**WHAT YOU SHOULD DO**:
Format the lines as a JSON list of strings, one string per line, starting at the line that contains "Could you please point out the fireplace screen" and running through the last line of the material. Leave out any blank lines.

Records of labeled points:

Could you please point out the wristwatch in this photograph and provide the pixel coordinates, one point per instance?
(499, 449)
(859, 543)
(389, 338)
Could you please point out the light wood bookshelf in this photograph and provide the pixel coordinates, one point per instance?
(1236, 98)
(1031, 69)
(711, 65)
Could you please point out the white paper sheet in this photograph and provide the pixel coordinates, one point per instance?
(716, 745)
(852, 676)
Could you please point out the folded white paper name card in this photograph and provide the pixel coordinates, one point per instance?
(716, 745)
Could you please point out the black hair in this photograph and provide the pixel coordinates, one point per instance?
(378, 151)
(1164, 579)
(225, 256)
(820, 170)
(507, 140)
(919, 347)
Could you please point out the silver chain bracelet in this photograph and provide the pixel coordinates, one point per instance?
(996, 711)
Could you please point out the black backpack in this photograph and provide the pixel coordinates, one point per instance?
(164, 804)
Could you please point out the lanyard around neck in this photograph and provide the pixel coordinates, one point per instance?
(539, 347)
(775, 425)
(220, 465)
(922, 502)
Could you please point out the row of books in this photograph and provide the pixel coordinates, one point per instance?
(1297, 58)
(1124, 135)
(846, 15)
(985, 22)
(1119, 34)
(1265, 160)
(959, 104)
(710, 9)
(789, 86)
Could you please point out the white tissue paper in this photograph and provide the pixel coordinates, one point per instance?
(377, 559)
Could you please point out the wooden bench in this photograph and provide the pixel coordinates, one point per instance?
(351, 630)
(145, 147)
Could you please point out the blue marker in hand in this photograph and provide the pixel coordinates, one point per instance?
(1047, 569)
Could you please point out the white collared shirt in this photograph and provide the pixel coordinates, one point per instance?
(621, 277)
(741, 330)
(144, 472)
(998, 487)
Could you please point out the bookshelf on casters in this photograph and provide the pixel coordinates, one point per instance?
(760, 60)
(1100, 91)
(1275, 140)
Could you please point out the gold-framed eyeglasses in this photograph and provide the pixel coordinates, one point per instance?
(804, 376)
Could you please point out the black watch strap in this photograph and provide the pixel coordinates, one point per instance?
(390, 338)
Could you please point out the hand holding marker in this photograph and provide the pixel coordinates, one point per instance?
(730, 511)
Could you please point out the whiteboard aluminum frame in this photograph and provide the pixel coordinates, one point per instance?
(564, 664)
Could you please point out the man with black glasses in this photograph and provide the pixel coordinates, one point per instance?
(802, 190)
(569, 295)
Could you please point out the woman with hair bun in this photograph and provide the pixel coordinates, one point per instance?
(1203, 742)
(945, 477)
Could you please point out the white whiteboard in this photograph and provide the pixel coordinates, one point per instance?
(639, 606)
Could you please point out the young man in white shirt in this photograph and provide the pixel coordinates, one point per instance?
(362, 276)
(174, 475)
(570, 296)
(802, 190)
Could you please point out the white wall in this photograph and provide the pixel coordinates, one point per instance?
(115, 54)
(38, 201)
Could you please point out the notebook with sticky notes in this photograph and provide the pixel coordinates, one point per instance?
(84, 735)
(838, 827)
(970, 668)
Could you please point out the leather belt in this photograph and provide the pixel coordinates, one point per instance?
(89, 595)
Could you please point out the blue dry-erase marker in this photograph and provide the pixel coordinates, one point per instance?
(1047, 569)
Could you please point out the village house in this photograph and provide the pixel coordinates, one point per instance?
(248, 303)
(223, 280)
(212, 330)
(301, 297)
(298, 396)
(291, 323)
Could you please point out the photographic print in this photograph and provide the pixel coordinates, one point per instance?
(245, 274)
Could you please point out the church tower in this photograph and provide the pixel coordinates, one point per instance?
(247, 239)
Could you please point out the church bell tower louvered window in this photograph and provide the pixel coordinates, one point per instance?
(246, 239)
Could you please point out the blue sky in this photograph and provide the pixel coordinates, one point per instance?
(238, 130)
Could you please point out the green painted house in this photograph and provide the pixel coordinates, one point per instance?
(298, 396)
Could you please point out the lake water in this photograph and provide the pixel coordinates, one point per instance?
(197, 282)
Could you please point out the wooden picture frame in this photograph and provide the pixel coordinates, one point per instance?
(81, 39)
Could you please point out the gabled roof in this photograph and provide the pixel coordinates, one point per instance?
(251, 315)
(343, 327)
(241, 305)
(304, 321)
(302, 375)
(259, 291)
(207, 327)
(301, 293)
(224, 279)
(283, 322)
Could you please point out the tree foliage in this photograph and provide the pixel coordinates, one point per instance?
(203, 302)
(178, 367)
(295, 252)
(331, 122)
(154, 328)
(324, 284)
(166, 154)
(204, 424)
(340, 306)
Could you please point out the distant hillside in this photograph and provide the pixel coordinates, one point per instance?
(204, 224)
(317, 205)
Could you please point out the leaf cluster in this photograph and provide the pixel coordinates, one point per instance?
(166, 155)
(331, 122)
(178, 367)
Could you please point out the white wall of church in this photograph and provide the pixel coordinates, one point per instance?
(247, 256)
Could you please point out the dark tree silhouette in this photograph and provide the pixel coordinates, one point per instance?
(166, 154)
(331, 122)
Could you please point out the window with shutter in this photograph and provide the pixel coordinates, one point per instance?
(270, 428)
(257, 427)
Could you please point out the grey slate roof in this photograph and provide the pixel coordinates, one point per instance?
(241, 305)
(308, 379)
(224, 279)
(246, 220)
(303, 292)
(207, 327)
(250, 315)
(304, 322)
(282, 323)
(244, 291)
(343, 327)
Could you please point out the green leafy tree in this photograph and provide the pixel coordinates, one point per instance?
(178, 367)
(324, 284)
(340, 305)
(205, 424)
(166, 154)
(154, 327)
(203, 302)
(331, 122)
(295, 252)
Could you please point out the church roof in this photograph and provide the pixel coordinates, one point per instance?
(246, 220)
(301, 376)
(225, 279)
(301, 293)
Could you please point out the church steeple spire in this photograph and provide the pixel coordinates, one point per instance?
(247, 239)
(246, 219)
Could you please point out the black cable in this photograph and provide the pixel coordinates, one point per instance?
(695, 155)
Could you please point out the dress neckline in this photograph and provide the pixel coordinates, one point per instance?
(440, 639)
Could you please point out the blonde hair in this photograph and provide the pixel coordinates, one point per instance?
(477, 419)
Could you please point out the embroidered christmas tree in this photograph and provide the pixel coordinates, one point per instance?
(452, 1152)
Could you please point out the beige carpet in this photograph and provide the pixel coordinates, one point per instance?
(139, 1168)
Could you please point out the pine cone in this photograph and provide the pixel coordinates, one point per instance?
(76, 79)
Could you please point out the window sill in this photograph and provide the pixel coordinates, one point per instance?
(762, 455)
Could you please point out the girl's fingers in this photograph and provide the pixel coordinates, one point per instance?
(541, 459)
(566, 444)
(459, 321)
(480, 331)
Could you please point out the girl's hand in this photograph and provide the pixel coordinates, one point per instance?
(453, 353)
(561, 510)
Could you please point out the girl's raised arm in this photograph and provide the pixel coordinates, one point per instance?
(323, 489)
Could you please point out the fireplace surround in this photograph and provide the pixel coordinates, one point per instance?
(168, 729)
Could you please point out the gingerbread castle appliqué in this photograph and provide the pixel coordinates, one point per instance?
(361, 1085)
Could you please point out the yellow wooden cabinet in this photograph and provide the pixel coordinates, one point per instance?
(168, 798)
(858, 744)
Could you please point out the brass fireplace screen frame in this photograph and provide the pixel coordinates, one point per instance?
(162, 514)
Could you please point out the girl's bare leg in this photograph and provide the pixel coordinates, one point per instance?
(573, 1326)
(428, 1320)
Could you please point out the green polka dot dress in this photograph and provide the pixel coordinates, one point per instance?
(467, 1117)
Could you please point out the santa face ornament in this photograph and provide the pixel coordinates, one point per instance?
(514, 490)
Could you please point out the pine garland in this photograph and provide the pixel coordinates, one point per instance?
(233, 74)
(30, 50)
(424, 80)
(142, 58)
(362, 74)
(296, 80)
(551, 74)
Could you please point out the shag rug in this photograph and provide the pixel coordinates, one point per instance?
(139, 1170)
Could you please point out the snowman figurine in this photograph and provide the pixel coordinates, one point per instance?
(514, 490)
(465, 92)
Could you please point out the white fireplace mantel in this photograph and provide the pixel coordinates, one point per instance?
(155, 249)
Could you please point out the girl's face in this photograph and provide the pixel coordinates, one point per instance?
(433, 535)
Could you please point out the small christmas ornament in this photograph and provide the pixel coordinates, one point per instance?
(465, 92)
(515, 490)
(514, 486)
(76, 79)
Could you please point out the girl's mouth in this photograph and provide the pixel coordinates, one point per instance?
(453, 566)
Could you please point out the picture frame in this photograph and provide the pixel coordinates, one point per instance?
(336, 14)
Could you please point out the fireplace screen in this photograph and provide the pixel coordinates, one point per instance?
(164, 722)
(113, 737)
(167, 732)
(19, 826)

**ANSWER**:
[
  "Could you please point out the fireplace screen in this photograph and provide the pixel coordinates, one point per instance?",
  "(164, 722)",
  "(113, 737)",
  "(167, 732)",
  "(19, 826)"
]